● **WHAT IS BEING ASKED**:
Can you repeat all of the lines below word for word, leaving the pictures out of your answer?

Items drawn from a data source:
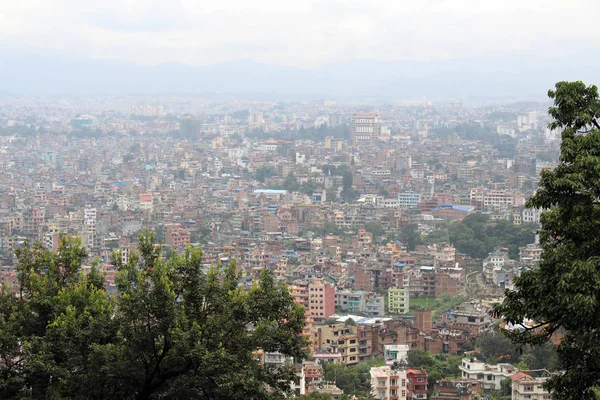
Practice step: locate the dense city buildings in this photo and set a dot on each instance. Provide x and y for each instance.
(370, 218)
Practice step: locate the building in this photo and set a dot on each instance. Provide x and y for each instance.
(364, 127)
(525, 387)
(395, 353)
(388, 384)
(398, 300)
(417, 383)
(490, 376)
(460, 389)
(321, 300)
(338, 338)
(176, 236)
(408, 199)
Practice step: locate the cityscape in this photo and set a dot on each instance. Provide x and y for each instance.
(299, 200)
(395, 227)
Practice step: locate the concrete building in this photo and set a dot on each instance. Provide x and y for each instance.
(364, 127)
(398, 300)
(388, 384)
(525, 387)
(321, 297)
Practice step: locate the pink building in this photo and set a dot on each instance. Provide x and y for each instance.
(321, 300)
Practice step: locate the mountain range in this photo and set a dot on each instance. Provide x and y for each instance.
(516, 77)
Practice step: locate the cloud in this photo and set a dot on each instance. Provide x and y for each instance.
(304, 33)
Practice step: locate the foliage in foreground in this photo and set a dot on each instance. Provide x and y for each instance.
(171, 332)
(562, 294)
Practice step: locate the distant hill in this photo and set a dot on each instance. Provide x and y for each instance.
(358, 80)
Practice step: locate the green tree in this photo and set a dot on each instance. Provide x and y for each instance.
(562, 293)
(172, 332)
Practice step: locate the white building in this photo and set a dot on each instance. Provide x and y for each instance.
(364, 127)
(388, 384)
(395, 353)
(524, 387)
(490, 376)
(408, 199)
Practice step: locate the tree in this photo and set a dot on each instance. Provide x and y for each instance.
(562, 293)
(171, 332)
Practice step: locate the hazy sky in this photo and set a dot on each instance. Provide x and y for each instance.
(303, 33)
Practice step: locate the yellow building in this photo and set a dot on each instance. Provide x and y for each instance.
(398, 300)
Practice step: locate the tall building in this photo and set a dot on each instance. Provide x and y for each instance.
(398, 300)
(322, 299)
(364, 127)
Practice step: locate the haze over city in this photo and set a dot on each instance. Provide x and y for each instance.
(299, 200)
(373, 49)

● **TASK RESULT**:
Practice step: locate the dense city buildings in this photo and set a dot on each instance. Provide x and y for each instance.
(370, 218)
Practice step: locate the building in this photo and set a dot on each instance. Provide x and y for each instance.
(364, 127)
(525, 387)
(395, 353)
(388, 384)
(398, 300)
(417, 383)
(490, 376)
(460, 389)
(321, 300)
(338, 338)
(176, 236)
(408, 199)
Practice step: locate the cityscape in this photo and set a dot on each instance. Provide x and y for each instance.
(299, 200)
(395, 227)
Practice step: locate the concrete building in this photo and set a dot on each instance. Provide x and y for each instance.
(364, 127)
(398, 300)
(388, 384)
(525, 387)
(321, 297)
Practice step: locate the pink building in this photo and set a dot on each instance. Provide x and y for each instance.
(321, 300)
Practice step: locate the mountain range in this photo and set a dot on each instance. Provide x and y for each instance.
(516, 77)
Practice step: locate the cloud in this photo and set a dot on each instance. Provide x and y for each instance.
(304, 33)
Practice step: locate the foliage in foreground in this photo and set a dot on each instance. Provide x and y for each instance.
(171, 332)
(562, 294)
Practice step: locate the distant hill in this photo and set a dot on each instance. Provide x and y for each instance.
(358, 80)
Practice step: locate the green tree in this photo and set a dot on each instance. Provide x and y for each instance.
(562, 293)
(172, 332)
Practice step: locate the white building in this photo and set a dot on each instance. Provide x and y for each instance.
(364, 127)
(388, 384)
(395, 353)
(524, 387)
(490, 376)
(408, 199)
Practice step: locate the tree in this photo and set a dot on each instance. Provide x and y for each instance.
(562, 293)
(171, 332)
Practice step: locate the hazy sky in this photo and set a dot on each instance. Provide x and y for each instance.
(303, 33)
Practice step: locate the yellow building in this photo and set a dot on each instance. Provide x and y for each instance.
(398, 300)
Practice step: locate the tall building in this photo and set a dot on each instance. Provide x and y for each instance.
(398, 300)
(322, 299)
(364, 127)
Practice step: locate the haze over city in this photo and set a dot on each instance. Provide x and y for each instance.
(299, 200)
(373, 49)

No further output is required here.